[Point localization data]
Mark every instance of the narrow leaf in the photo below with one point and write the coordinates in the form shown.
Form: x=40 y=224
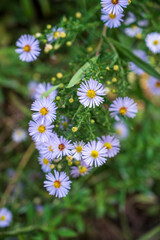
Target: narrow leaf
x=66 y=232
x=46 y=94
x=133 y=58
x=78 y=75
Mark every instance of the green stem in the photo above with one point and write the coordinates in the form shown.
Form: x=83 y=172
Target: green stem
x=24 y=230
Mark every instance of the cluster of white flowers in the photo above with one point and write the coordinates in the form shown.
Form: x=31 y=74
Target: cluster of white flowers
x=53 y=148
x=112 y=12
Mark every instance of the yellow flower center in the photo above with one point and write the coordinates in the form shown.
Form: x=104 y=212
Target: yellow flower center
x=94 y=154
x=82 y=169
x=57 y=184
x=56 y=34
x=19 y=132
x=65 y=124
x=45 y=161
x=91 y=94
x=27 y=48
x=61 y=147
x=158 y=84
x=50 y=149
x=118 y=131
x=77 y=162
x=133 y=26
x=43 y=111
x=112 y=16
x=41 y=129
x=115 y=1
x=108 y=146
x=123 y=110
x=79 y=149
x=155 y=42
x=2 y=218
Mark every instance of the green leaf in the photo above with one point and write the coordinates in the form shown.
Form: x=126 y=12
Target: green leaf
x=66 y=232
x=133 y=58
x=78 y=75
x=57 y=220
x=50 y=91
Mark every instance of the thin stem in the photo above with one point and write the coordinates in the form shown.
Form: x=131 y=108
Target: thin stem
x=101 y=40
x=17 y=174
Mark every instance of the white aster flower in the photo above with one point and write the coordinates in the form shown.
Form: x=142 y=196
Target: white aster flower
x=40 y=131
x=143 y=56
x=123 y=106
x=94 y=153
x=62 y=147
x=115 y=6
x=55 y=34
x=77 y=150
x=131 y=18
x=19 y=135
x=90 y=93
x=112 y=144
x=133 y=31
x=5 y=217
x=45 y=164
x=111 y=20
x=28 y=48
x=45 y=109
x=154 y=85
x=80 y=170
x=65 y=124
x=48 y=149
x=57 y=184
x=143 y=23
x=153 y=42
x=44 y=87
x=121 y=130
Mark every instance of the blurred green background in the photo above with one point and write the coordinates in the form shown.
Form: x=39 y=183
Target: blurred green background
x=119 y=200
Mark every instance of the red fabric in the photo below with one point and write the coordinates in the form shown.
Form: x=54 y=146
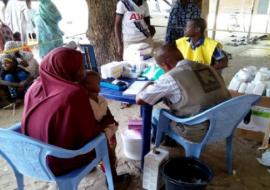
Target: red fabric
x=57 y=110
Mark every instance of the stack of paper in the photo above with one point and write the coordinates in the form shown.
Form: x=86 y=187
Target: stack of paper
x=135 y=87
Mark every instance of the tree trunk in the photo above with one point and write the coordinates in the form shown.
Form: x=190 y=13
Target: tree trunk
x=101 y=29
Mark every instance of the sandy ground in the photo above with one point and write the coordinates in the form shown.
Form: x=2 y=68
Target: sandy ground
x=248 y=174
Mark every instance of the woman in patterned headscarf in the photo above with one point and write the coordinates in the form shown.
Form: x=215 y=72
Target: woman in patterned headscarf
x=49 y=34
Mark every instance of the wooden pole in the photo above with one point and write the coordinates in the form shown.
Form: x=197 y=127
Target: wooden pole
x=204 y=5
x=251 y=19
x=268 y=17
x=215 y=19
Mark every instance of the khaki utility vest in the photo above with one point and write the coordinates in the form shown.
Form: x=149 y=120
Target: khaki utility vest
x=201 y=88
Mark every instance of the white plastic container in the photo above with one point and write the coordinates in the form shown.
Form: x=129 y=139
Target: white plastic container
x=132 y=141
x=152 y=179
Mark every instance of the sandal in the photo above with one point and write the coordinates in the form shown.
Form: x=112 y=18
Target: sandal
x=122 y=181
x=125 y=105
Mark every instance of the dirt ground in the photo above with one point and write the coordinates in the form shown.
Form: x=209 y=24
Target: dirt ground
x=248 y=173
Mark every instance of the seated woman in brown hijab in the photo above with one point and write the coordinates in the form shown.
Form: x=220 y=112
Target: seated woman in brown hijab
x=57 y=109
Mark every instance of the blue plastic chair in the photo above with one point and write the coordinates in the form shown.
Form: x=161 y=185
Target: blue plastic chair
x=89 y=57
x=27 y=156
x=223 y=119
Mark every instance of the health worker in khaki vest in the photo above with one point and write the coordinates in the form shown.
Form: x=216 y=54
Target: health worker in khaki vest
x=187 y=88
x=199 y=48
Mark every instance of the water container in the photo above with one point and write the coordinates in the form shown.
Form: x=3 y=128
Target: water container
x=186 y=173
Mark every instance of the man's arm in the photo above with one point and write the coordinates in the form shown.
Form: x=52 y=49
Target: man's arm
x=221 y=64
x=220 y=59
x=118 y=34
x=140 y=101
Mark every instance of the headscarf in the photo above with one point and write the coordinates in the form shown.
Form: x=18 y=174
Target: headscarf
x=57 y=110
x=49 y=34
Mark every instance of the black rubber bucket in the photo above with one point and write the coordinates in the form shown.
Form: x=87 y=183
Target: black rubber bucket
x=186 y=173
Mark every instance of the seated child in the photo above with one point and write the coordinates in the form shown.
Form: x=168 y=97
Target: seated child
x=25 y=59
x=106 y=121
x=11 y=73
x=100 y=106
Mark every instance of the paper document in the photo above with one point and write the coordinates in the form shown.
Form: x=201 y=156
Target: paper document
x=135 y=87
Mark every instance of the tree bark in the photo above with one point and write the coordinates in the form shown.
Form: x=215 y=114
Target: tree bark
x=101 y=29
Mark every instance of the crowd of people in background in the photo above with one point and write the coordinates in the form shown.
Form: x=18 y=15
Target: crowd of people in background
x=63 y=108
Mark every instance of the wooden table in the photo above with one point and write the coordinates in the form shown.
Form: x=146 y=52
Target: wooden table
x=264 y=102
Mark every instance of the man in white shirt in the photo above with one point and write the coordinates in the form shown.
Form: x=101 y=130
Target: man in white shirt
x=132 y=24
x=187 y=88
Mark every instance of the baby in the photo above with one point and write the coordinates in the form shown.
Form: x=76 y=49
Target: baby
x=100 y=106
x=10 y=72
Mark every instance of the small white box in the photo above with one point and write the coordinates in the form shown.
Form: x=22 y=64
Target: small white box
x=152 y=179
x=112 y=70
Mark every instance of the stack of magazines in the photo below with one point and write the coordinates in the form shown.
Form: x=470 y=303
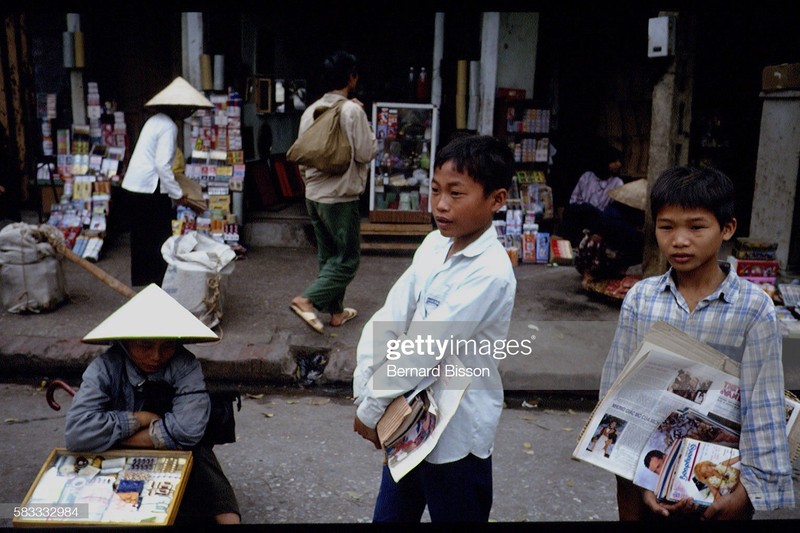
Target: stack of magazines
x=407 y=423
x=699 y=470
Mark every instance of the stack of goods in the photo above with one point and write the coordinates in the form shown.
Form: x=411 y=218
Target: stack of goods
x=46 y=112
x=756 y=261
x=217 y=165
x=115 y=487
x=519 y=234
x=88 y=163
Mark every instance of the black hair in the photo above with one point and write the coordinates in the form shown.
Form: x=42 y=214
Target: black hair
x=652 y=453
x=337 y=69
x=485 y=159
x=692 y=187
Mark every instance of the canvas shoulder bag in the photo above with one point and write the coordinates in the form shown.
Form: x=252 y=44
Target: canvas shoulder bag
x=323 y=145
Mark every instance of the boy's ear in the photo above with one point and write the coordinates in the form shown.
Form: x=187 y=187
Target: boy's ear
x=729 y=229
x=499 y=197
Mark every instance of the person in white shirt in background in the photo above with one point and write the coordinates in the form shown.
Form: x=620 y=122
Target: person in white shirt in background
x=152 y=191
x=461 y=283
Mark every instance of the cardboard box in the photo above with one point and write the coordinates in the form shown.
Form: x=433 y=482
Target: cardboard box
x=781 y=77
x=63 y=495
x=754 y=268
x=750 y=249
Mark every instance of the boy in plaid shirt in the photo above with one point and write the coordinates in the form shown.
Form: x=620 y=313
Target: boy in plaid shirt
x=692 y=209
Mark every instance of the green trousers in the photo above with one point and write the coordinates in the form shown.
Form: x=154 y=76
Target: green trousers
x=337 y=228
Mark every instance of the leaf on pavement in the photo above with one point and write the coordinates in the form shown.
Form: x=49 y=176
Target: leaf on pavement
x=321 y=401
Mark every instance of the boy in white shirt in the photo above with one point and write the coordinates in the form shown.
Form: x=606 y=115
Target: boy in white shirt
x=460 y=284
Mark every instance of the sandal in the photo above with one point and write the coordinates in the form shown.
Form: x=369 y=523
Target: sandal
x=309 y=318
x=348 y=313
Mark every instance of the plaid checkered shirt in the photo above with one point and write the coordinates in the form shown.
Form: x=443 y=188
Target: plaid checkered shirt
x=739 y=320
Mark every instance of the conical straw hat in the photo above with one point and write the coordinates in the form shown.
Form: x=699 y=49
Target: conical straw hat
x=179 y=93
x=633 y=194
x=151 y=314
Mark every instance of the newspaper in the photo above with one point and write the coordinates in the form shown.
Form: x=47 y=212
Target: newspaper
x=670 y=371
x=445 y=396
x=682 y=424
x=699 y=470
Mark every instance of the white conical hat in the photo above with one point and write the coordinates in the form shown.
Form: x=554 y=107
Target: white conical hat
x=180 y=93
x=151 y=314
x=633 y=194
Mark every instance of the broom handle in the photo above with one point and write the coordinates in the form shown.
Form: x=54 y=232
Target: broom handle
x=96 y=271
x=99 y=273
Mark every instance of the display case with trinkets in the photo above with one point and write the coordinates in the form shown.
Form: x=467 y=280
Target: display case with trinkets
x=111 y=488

*Work item*. Say how many lines in the entries include the string "below", and write nothing besides that number.

*The completed task*. 3